Activity: Each line below should be restated exactly, with nothing dropped.

[Referring expression grounding data]
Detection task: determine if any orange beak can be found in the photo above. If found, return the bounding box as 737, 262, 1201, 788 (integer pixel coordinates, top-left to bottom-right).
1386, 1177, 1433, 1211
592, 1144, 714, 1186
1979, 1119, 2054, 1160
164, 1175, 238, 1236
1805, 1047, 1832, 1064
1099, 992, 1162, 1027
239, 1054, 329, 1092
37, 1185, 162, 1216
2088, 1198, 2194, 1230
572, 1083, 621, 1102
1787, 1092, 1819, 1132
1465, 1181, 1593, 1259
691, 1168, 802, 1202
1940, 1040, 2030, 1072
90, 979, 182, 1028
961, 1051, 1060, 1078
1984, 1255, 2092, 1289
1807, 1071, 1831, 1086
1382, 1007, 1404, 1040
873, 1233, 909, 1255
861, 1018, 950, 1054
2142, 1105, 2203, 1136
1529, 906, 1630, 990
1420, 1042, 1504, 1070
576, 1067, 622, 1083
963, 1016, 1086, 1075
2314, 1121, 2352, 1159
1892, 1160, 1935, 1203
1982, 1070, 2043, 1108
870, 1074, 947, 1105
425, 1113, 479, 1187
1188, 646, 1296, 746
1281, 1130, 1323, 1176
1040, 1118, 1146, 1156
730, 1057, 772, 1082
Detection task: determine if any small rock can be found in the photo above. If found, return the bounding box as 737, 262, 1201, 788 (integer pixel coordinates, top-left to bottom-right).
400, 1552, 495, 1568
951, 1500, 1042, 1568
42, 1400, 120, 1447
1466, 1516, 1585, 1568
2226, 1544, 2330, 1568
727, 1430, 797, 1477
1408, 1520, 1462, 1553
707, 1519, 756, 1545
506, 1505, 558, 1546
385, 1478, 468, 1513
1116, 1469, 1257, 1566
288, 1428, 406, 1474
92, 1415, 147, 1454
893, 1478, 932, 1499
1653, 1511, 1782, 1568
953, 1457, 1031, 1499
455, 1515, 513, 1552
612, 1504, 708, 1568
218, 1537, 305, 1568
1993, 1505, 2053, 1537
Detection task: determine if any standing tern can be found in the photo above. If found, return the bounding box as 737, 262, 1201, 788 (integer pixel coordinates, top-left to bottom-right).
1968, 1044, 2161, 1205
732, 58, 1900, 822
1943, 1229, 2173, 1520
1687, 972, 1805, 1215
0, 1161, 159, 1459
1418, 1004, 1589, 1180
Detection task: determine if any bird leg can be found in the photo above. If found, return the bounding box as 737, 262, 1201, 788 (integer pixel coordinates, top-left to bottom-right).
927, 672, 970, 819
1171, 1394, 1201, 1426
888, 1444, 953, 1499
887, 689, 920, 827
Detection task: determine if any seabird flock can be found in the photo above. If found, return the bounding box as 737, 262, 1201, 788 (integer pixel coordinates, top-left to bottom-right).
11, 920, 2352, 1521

Answer space:
Detection task: determine if any orange beak can be found in the photo above. If found, return the bounding box as 737, 262, 1201, 788 (integer pixel coordinates, top-left to bottom-right).
1386, 1177, 1433, 1211
592, 1144, 714, 1186
1979, 1119, 2054, 1160
164, 1175, 238, 1236
1805, 1047, 1832, 1064
1099, 992, 1162, 1027
239, 1054, 329, 1092
37, 1185, 162, 1216
2088, 1198, 2194, 1230
572, 1083, 621, 1102
1787, 1092, 1819, 1132
1465, 1181, 1593, 1259
691, 1168, 802, 1202
1940, 1040, 2030, 1072
90, 979, 182, 1028
961, 1051, 1060, 1078
1984, 1255, 2092, 1289
1807, 1071, 1831, 1086
1382, 1007, 1404, 1040
873, 1233, 909, 1255
861, 1018, 950, 1054
2142, 1105, 2203, 1136
1529, 906, 1630, 990
1420, 1042, 1504, 1070
576, 1067, 622, 1083
963, 1016, 1086, 1075
2314, 1121, 2352, 1159
1892, 1160, 1935, 1203
1982, 1070, 2043, 1108
870, 1074, 947, 1105
425, 1113, 479, 1187
1188, 646, 1296, 746
1281, 1130, 1323, 1176
1040, 1118, 1146, 1156
730, 1057, 772, 1082
Detection task: determine if any small rock can be found in the photo above. If found, return the bounding box as 737, 262, 1201, 788 (integer pixel coordinates, top-left to bottom-right).
400, 1552, 495, 1568
951, 1500, 1042, 1568
42, 1400, 120, 1447
1466, 1516, 1585, 1568
2226, 1544, 2330, 1568
727, 1430, 797, 1477
1408, 1520, 1462, 1553
707, 1519, 756, 1545
506, 1505, 558, 1546
385, 1478, 468, 1513
1116, 1469, 1257, 1566
288, 1428, 406, 1474
92, 1415, 147, 1454
893, 1478, 932, 1499
1653, 1511, 1782, 1568
953, 1457, 1031, 1499
455, 1515, 513, 1552
612, 1504, 708, 1568
218, 1537, 305, 1568
1993, 1505, 2053, 1537
Detection task: determine if any standing tern can be found in the photo above. If found, return the bounding box as 737, 262, 1201, 788 (integer pixel coordinates, top-left to bottom-right).
1968, 1044, 2161, 1205
732, 58, 1900, 822
1943, 1229, 2173, 1520
1687, 972, 1805, 1215
0, 1161, 159, 1459
1418, 1004, 1589, 1180
Detection task: determine if any bird leg can be found in the photo above. If found, return the bounding box as 737, 262, 1201, 788 (integer pixel coordinates, top-left to bottom-right).
927, 672, 970, 819
1171, 1394, 1201, 1426
888, 1444, 953, 1499
887, 689, 920, 827
Detection task: determine if any seabird flock can be found in the photo above. If found, return the bounding box as 737, 262, 1201, 788 (integer pixel coordinates, top-left to bottom-right).
11, 920, 2352, 1521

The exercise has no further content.